-- TEXT TO READ --
I think I understand what you're asking... You could pair the white edges and make the cross on the white side, then when you went to do the next four edges, instead you could use the same concept to do blue/green or red/orange edges. You couldn't do one color because they'd have to be opposites to get all four (white, yellow) but doing either blue/green or red/orange would still achieve the same orientation effect.

I like the idea of making the cross with the first four edges. With all the attention this has gotten, I'm going to see if I can improve upon this method. Also, the bigger the cube gets, the more efficient this method is. If you were solving a 9x9, this makes edge pairing way easier, but if you tried this on a 4x4 (if that would even work) you'd just be wasting your time. I do remember tinkering with an orientation-type method for matching 4x4 edges on a road trip though...


----------



## Schmidt (Jun 19, 2013)

I think this works: instead of R2 , do R' U R' to get the other colors on top.


----------



## Yellowsnow98 (Jun 20, 2013)

This is way better than anything I use.
And it will probably take 5 minutes off of my 7x7 average (I'm a noob at big cubes)

[Records from a data collection]

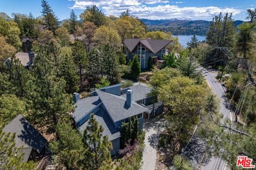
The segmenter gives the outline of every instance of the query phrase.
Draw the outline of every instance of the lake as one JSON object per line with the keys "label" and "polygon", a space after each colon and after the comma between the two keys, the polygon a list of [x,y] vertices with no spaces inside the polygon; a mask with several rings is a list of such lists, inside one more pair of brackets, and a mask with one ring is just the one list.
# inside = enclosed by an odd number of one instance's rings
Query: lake
{"label": "lake", "polygon": [[[179,38],[179,41],[180,42],[180,44],[184,47],[187,47],[187,42],[190,41],[191,40],[191,38],[193,37],[193,35],[191,36],[178,36]],[[199,41],[203,41],[205,40],[205,36],[196,36],[196,38]]]}

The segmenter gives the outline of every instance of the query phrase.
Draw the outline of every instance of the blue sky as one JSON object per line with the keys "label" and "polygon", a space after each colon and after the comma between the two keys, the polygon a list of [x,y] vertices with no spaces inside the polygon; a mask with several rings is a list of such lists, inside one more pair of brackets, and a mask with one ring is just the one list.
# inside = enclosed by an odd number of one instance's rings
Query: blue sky
{"label": "blue sky", "polygon": [[[97,5],[107,15],[119,16],[129,9],[140,18],[171,18],[211,20],[220,12],[233,13],[235,20],[244,20],[246,10],[256,8],[255,0],[48,0],[60,20],[69,17],[71,9],[77,15],[86,6]],[[41,0],[0,0],[0,11],[41,15]]]}

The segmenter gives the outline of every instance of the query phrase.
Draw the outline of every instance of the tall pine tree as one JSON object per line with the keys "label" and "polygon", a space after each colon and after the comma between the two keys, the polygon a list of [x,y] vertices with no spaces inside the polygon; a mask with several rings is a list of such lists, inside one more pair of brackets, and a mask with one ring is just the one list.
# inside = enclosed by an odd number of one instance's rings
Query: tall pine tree
{"label": "tall pine tree", "polygon": [[81,161],[83,169],[111,169],[110,150],[112,144],[107,136],[103,136],[103,127],[99,124],[93,114],[83,135],[84,157]]}
{"label": "tall pine tree", "polygon": [[80,76],[80,83],[83,82],[82,70],[88,65],[86,53],[84,50],[83,42],[78,40],[76,40],[72,47],[72,53],[74,57],[75,64],[79,69],[79,75]]}
{"label": "tall pine tree", "polygon": [[75,34],[76,31],[76,26],[77,25],[77,16],[72,10],[70,13],[70,18],[69,19],[70,22],[70,32],[71,34]]}

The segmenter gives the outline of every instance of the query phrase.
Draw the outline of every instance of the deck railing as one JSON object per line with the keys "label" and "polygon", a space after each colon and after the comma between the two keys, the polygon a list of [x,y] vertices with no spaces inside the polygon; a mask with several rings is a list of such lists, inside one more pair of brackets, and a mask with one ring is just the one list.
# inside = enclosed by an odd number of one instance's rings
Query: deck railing
{"label": "deck railing", "polygon": [[44,157],[40,163],[37,165],[36,167],[36,169],[38,170],[43,170],[44,169],[48,164],[50,162],[50,155],[47,155],[46,156]]}

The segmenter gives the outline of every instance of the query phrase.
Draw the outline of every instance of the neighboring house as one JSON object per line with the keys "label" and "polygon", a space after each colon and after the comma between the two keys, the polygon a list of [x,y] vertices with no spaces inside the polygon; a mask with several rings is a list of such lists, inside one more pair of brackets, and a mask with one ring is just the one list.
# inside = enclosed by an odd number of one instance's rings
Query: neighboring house
{"label": "neighboring house", "polygon": [[[28,69],[30,66],[34,66],[34,60],[35,56],[36,56],[36,54],[35,54],[32,52],[30,52],[29,53],[18,52],[15,55],[15,57],[19,59],[20,61],[21,64],[27,69]],[[9,57],[4,62],[9,68],[10,68],[9,62],[11,60],[11,58]]]}
{"label": "neighboring house", "polygon": [[21,115],[18,115],[4,126],[3,131],[15,133],[17,148],[22,147],[23,161],[37,161],[47,152],[47,140]]}
{"label": "neighboring house", "polygon": [[23,38],[21,39],[21,42],[22,42],[22,51],[24,53],[29,53],[31,52],[32,49],[32,43],[35,40],[34,38],[29,37],[29,38]]}
{"label": "neighboring house", "polygon": [[[76,127],[81,132],[87,125],[91,113],[104,128],[103,135],[112,142],[111,155],[120,149],[121,126],[130,117],[138,116],[139,129],[143,129],[143,115],[151,112],[146,105],[149,104],[147,94],[150,89],[142,85],[136,85],[121,90],[122,84],[110,86],[91,92],[91,97],[79,99],[79,94],[73,95],[75,112],[72,116]],[[141,104],[139,104],[141,103]]]}
{"label": "neighboring house", "polygon": [[123,42],[126,47],[126,59],[127,61],[132,60],[137,54],[141,69],[147,69],[150,57],[154,64],[158,60],[162,60],[162,56],[166,53],[166,46],[172,41],[171,40],[125,39]]}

-- WHAT YOU WILL DO --
**a.** In the forum thread on cube edge pairing, which cube's average does Yellowsnow98 expect the method to cut by about five minutes?
**b.** Extract every line of the entries that contains the word "deck".
The forum thread and the entries are unrelated, separate material.

-- RESPONSES PER TASK --
**a.** The 7x7 average.

**b.**
Draw the outline of every instance of the deck railing as one JSON object per line with the keys "label" and "polygon", a space after each colon and after the comma between the two keys, the polygon a list of [x,y] vertices with no spaces inside the polygon; a mask with several rings is a list of such lists, inside one more pair of brackets, and a mask with one ring is just the one list.
Query: deck railing
{"label": "deck railing", "polygon": [[44,157],[40,163],[37,165],[36,167],[36,169],[38,170],[43,170],[44,169],[48,164],[50,162],[50,155],[47,155],[46,156]]}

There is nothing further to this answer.